Your task> Please return each record below exactly, with nothing left out.

Dataset entries:
%%

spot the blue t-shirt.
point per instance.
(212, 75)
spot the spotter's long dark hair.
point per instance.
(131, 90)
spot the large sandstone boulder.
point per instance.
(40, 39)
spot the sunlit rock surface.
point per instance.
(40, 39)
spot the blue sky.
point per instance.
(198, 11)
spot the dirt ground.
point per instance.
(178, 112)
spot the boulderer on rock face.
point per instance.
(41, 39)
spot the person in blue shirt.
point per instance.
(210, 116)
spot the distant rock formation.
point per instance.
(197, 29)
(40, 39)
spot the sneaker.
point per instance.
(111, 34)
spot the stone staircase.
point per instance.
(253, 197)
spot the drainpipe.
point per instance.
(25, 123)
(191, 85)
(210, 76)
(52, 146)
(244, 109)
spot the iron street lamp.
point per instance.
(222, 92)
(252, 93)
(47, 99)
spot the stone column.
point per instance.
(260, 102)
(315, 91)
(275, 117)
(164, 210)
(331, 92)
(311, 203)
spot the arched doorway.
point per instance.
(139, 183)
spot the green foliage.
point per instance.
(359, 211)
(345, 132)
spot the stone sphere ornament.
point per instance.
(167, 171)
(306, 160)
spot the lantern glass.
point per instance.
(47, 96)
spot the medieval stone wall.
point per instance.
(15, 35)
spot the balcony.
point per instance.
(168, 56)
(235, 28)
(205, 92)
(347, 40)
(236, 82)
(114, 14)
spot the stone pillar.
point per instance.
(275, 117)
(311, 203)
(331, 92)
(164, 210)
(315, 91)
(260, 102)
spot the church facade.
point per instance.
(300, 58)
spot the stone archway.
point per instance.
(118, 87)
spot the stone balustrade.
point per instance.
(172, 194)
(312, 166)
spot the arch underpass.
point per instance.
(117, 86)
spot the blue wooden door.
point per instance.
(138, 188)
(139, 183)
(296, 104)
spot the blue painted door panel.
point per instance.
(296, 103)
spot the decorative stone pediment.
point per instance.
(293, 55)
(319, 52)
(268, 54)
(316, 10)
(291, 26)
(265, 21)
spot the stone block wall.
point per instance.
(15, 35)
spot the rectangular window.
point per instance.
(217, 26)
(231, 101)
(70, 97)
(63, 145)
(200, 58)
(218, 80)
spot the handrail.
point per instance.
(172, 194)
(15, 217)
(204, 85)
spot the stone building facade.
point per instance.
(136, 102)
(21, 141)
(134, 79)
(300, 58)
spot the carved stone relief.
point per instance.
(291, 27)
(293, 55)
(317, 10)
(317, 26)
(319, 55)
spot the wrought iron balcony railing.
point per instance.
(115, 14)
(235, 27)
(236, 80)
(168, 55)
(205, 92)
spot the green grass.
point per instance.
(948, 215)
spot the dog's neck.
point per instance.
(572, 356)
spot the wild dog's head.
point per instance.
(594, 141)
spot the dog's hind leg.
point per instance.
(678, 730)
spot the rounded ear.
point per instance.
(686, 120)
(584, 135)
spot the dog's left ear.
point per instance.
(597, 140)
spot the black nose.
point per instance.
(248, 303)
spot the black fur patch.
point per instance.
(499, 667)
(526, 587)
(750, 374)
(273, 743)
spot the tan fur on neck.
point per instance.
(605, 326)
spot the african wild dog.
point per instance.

%%

Output for this exercise>
spot the blue t-shirt.
point per instance.
(212, 75)
spot the spotter's long dark hair.
point per instance.
(131, 90)
spot the large sandstone boulder.
point per instance.
(40, 39)
spot the sunlit rock surface.
point per instance.
(40, 39)
spot the blue sky.
point per instance.
(198, 11)
spot the dirt ground.
point per instance.
(178, 112)
spot the boulderer on rock face.
point per instance.
(41, 39)
spot the person in blue shirt.
point per instance.
(210, 116)
spot the distant rock formation.
point per instance.
(197, 29)
(40, 39)
spot the sneaker.
point per instance.
(111, 34)
spot the stone staircase.
point per instance.
(253, 197)
spot the drainpipe.
point per instance.
(25, 123)
(191, 85)
(210, 76)
(52, 146)
(244, 109)
spot the iron street lamp.
point per instance.
(222, 92)
(252, 93)
(47, 99)
spot the stone column.
point per instance.
(260, 102)
(315, 91)
(275, 117)
(164, 210)
(331, 92)
(311, 203)
spot the arched doorway.
point per instance.
(139, 183)
spot the green foliage.
point per instance.
(359, 211)
(345, 132)
spot the stone sphere ornament.
point per instance.
(167, 171)
(306, 160)
spot the lantern glass.
point per instance.
(47, 96)
spot the medieval stone wall.
point per instance.
(15, 35)
spot the balcony.
point per instance.
(168, 56)
(235, 28)
(205, 92)
(347, 40)
(236, 82)
(114, 14)
spot the stone pillar.
point per instance.
(275, 117)
(311, 203)
(331, 92)
(164, 210)
(315, 91)
(260, 102)
spot the church facade.
point per instance.
(300, 58)
spot the stone archway.
point per instance.
(118, 87)
spot the stone balustrade.
point per instance.
(172, 194)
(312, 166)
spot the arch underpass.
point per instance.
(117, 86)
spot the blue wooden door.
point per instance.
(138, 188)
(139, 183)
(296, 104)
spot the blue painted door panel.
point per instance.
(296, 103)
spot the decorative stone pediment.
point per instance.
(293, 55)
(319, 52)
(268, 54)
(316, 10)
(291, 26)
(265, 21)
spot the stone block wall.
point per instance.
(15, 35)
spot the rectangular window.
point per instance.
(217, 26)
(231, 101)
(70, 97)
(63, 145)
(200, 58)
(218, 80)
spot the handrail.
point per instance.
(172, 194)
(15, 217)
(204, 85)
spot the stone building facade.
point per instance.
(136, 102)
(21, 141)
(134, 79)
(300, 58)
spot the carved stone relief.
point per instance.
(291, 27)
(293, 55)
(317, 10)
(317, 26)
(319, 55)
spot the wrought iron balcony railing.
point per instance.
(115, 14)
(235, 27)
(236, 80)
(168, 55)
(205, 92)
spot the green grass.
point per instance.
(948, 215)
spot the dog's neck.
point per instance.
(572, 356)
spot the wild dog's head.
point per instance.
(594, 141)
spot the dog's hind leg.
point per instance.
(678, 730)
spot the rounded ear.
point per instance.
(686, 120)
(584, 135)
spot the dog's left ear.
point per instance.
(597, 140)
spot the black nose.
point per instance.
(248, 303)
spot the black fur patch.
point per instance.
(499, 667)
(526, 587)
(750, 374)
(273, 743)
spot the tan fur on neck.
point per instance.
(605, 326)
spot the african wild dog.
point per instance.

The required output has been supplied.